READING TEXT:
○ ○ ○

04. June 2021 | Position
World trade has considerably regained momentum after the slump caused by the corona crisis. At present, this benefits especially the German export industry.
However, structural problems persist: Protectionist measures are on the rise worldwide; in particular, China is intervening in economic processes by way of planning and distorting competition. The USA is committed to multilateralism while promoting “Buy American” and a return of industrial production. Moreover, the stability of international supply chains has decreased. In the EU, too, there is a growing debate on more sovereignty by protecting domestic production. Furthermore, with its “Green Deal” the EU Commission wants to focus its policies on climate and environmental protection and the circular economy – which comes with the conception of new trade barriers such as border adjustment measures.
The industry benefits from global networks
With its products, the German chemical and pharmaceutical industry, as part of innovative international value networks, contributes globally to prosperity and the UN sustainable development goals. In 2019, the industry exported goods worth ca. 202 billion euros. Out of this, roughly half went to countries outside the EU. During the same period of time, Germany imported chemical-pharmaceutical goods to the value of more than 145 billion euros. The German chemical and pharmaceutical industry itself imports raw materials, other inputs and technology. Many companies of the industry have production sites worldwide and benefit from the proximity to customers, specific location advantages and their know-how lead based on intellectual property rights. Also, foreign companies invest and produce in Germany.
Changing world trade calls for agile EU
Within the framework of the World Trade Organization (WTO), the German chemical industry has successfully integrated itself in global markets and the international division of labour. This trade order has eroded gradually in recent years. Therefore, the EU has presented proposals for a WTO reform.
The EU itself orients its trade strategy to the principle of an “open strategic autonomy”: The EU must be brought in good shape for the changing global environment without putting its openness into question. All the same, the EU’s processes for trade agreements are comparatively lengthy. The agreement with the South American common market “Mercosur” is ready for ratification but on hold, while facts are being created in Asia with two major trade agreements (RCEP and CPTPP).

○ ○ ○

Stored items:

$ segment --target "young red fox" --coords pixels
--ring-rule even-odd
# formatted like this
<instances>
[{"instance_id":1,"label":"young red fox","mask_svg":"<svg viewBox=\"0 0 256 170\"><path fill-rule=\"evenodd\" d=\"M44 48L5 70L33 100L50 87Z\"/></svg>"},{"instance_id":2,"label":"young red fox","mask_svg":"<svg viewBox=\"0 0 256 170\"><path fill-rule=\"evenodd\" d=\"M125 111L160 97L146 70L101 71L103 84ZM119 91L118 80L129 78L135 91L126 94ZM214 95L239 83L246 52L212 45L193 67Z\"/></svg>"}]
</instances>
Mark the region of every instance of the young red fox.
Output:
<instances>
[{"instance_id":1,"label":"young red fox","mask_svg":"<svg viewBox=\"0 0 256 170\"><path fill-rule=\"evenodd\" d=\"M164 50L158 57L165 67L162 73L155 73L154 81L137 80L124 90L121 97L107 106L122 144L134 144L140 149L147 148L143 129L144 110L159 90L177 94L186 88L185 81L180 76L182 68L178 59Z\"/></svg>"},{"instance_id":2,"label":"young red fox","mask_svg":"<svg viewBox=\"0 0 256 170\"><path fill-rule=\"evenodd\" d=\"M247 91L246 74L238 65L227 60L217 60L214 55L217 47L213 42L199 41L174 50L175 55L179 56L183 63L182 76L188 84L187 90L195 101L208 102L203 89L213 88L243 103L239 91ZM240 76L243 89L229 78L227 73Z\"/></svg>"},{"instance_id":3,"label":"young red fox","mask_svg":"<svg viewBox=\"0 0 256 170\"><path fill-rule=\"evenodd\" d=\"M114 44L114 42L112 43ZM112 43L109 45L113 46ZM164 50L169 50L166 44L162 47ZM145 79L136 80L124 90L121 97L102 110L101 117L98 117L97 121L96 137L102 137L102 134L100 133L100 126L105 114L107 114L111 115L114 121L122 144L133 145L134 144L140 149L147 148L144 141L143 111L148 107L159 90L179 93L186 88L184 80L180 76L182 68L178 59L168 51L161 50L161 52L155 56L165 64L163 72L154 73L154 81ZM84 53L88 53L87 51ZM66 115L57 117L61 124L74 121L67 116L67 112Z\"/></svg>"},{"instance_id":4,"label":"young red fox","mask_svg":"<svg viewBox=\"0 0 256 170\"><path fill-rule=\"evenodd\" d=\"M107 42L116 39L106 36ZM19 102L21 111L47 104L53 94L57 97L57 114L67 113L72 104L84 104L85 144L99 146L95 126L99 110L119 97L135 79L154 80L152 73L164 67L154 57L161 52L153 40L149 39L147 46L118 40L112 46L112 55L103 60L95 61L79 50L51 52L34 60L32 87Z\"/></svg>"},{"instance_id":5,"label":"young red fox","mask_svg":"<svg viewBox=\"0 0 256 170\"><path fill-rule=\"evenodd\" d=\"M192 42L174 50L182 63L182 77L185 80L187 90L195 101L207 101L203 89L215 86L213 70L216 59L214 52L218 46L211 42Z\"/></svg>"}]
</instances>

○ ○ ○

Continue the position paper on world trade and the German chemical and pharmaceutical industry from the point where it stops.

RESULT FOR THIS EXERCISE:
THE VCI IS CALLING FOR THE FOLLOWING
- Open markets and modern trade rules – instead of protectionism
Germany and the EU should work for open markets and fair competition rules – and against protectionism. Climate protection, food, healthcare and prosperity can be safeguarded only with free, rules-based trade where intellectual property rights are protected. The EU should reform the WTO together with the USA, Japan, China and others.
- Constructive dialogue with the USA
The EU should seek unity with the new US administration. The tariffs introduced under US President Trump should be abolished, and an agenda for close cooperation in topics of sustainability and security should be developed.
- Meet China on equal footing
The European Union needs to respond to China’s geopolitical and industrial policy strategies with an EU strategy of its own. The EU should support companies in the competition of systems with China and coordinate these efforts with partners.
- Make up for competitive disadvantages from the Green Deal without protectionism
The EU’s ambitious goals and measures under its Green Deal might cause competitive disadvantages for the chemical and pharmaceutical industry. It is counterproductive to make up for such disadvantages with unilateral measures at external borders which are only intended to render imports more costly. Also, it is important that the German federal government advocates export and trade interests inside the EU.